**Do this**: Count the lines in the items below that contain the string "skin", treating uppercase and lowercase letters as different. Reply with the number only.

#####

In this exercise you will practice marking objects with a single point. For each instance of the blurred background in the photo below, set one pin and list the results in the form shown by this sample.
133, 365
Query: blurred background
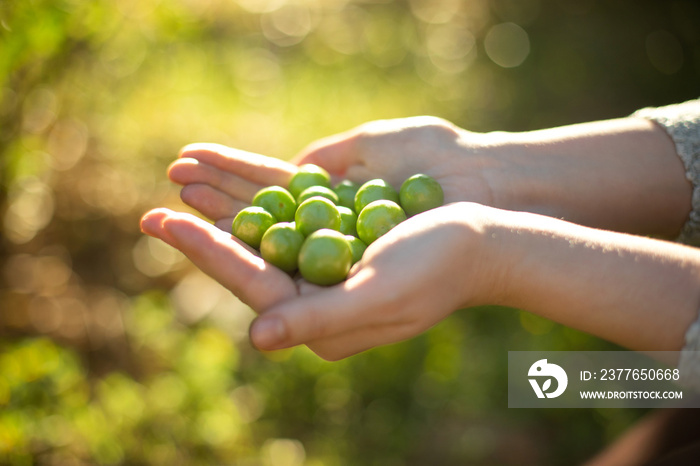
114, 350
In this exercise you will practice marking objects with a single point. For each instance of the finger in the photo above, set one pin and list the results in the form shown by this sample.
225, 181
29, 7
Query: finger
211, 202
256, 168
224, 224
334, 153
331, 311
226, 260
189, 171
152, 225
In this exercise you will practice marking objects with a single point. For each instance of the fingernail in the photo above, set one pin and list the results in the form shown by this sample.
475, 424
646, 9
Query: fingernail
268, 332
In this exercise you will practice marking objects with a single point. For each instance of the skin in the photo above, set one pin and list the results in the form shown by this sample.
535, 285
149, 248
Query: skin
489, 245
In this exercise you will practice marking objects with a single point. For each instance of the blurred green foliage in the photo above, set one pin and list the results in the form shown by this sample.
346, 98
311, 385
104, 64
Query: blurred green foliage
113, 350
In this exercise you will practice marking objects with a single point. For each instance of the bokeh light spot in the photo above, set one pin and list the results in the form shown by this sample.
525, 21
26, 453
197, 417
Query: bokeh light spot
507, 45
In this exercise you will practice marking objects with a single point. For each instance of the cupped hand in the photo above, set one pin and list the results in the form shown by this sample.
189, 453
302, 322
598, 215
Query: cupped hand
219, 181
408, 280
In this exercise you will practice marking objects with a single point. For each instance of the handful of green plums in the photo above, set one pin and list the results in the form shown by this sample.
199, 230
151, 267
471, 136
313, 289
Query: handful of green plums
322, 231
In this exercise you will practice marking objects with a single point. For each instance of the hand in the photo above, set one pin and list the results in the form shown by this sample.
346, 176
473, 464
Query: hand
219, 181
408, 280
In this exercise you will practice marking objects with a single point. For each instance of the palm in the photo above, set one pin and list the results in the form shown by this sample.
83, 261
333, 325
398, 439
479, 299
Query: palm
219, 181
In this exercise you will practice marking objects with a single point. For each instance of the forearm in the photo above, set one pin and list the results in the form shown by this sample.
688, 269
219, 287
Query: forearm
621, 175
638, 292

#####

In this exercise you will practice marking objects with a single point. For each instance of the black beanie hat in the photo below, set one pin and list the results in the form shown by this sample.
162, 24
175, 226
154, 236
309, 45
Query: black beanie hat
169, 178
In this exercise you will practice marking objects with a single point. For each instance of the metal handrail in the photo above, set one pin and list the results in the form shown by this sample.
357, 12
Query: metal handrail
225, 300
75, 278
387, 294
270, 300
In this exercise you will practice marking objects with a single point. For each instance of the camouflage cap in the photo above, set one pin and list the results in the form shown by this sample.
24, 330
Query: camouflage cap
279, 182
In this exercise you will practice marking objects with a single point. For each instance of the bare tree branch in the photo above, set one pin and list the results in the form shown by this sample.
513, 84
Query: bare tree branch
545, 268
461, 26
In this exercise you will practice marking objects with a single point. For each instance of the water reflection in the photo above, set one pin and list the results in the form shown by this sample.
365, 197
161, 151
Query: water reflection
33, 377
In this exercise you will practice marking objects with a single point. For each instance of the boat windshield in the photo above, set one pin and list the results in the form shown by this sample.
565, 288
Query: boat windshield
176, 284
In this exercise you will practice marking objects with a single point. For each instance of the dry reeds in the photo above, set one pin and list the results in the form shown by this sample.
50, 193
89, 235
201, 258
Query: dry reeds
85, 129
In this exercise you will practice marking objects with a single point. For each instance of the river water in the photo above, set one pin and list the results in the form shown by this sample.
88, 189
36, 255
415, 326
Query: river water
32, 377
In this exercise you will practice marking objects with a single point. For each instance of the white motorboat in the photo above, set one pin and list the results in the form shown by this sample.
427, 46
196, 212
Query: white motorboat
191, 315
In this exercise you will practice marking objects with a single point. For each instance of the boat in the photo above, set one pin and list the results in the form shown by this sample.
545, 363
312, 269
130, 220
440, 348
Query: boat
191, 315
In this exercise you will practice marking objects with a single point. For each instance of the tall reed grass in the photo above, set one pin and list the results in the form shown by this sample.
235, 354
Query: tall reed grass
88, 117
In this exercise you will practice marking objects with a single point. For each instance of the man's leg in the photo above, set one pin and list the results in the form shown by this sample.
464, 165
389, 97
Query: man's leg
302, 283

#####

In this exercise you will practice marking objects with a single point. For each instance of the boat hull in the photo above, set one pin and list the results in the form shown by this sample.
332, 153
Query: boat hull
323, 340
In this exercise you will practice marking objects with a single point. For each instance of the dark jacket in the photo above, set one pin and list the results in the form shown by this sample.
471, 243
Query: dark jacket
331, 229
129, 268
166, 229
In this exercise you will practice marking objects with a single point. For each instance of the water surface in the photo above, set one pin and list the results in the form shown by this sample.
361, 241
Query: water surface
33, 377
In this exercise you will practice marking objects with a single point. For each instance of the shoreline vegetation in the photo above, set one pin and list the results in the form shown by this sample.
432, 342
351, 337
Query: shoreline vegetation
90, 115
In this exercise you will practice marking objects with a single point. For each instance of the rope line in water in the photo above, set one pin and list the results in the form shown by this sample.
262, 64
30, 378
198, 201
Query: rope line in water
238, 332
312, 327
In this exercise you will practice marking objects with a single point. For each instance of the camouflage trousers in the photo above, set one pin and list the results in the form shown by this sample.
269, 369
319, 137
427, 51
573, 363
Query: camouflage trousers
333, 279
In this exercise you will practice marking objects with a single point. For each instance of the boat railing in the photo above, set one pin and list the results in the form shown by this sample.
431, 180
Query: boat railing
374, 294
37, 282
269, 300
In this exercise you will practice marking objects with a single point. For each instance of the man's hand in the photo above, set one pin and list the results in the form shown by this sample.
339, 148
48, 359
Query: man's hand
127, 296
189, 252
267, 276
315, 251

#####

**Result of this task**: 2